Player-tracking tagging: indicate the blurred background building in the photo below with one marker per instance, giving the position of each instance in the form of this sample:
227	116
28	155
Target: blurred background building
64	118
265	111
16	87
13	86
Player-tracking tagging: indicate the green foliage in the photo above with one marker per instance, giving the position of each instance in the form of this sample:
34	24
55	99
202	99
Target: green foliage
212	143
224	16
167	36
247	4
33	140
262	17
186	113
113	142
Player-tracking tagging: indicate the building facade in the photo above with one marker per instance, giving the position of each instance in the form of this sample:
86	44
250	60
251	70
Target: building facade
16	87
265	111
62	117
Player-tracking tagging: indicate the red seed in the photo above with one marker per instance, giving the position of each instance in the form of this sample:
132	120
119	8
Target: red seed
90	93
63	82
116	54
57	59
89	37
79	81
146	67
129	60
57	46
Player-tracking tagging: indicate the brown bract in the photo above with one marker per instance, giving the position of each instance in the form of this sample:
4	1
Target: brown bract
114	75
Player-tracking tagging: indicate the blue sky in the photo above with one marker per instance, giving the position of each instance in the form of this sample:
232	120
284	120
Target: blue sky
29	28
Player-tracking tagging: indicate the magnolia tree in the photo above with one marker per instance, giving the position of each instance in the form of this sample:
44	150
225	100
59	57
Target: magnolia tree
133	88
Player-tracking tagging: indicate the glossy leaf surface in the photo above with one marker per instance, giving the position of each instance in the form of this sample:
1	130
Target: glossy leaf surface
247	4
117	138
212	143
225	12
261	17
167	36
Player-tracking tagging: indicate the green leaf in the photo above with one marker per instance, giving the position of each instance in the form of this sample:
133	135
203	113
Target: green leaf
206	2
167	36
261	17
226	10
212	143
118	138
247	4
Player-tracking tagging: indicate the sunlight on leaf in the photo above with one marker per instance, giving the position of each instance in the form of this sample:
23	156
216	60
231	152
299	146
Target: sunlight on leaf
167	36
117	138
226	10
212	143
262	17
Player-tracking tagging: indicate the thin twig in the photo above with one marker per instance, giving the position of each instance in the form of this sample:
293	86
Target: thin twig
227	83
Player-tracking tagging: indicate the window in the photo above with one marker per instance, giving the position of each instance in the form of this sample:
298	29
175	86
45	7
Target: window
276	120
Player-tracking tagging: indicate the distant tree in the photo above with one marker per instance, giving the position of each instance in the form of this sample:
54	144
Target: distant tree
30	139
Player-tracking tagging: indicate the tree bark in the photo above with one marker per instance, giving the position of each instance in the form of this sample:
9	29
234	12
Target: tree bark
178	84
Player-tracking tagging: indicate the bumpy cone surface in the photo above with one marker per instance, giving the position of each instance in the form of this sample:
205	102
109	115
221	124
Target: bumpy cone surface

• [WHAT TO DO]:
All of the records above should be given again exactly as written.

• [YOUR SOLUTION]:
Player-tracking tagging: indicate the blurred background building in the photo below with one marker per instance, giving the position of each instance in the form of this sample:
227	116
28	155
Target: blurred background building
64	118
265	111
16	87
13	86
Player-tracking tagging: indicate the green foliage in the photo above with one marker per instance, giving the position of each instance in the form of this sample:
34	24
55	99
202	99
Target: green foliage
212	143
224	16
167	36
247	4
33	140
262	17
186	113
113	142
Player-tracking tagging: indicate the building facade in the photo above with one marker per instance, giving the position of each instance in the form of this sample:
86	44
250	60
251	70
Target: building facade
16	87
265	111
62	117
Player-tracking tagging: indicate the red seed in the photo above with one marker per instance, giving the position of each instance in the form of this sample:
132	120
119	8
Target: red seed
90	93
63	82
116	54
57	59
89	37
79	81
146	67
129	60
57	46
Player-tracking tagging: indicate the brown bract in the photo above with one marker per instance, giving the position of each instance in the form of this sample:
4	1
Target: brown bract
114	75
Player-tracking tagging: indicate the blue sky in the photo above with one marker per instance, giving the position of each instance in the form of this sample:
232	120
284	120
Target: blue sky
29	28
Player-tracking tagging: indicate the magnolia tree in the photo above with one marker per instance, giving the position of each instance in the form of this sample:
44	150
225	100
59	57
Target: magnolia tree
133	88
Player-tracking tagging: indicate the glossy leaf surface in the photo above with one marker per instance, giving the position of each instance in the form of this sample:
1	130
Target: glossy leaf surface
247	4
117	138
212	143
225	12
261	17
167	36
Player-tracking tagging: indicate the green leaf in the photo above with one marker per instance, giving the position of each instance in the form of this sample:
133	135
203	113
Target: green leaf
206	2
167	36
261	17
226	10
212	143
118	138
247	4
Player-tracking tagging: indicate the sunlight on leaf in the photo above with one marker per instance, giving the position of each instance in the form of this sample:
23	156
216	60
231	152
299	146
Target: sunlight on leaf
167	36
117	138
226	10
212	143
262	17
Player-tracking tagging: indicate the thin twig in the photo above with one marker per instance, giving the position of each instance in the form of this sample:
293	86
Target: thin twig
227	83
Player-tracking tagging: indicate the window in the photo above with one marker per instance, giving the position of each instance in the form of this sample:
298	29
175	86
45	7
Target: window
276	120
Player-tracking tagging: indicate the distant tree in the photo above with one marker per instance, giving the position of each instance in the form of this sample:
54	144
Target: distant tree
30	139
Player-tracking tagging: indicate the tree bark in the photo above with one marker per instance, giving the position of each instance in the form of this sample:
9	29
234	12
Target: tree bark
178	84
Player-tracking tagging: indicate the bumpy cone surface in the photo above with one marker per instance, giving the position of each instance in the form of this sample:
205	102
109	115
221	124
Target: bumpy cone surface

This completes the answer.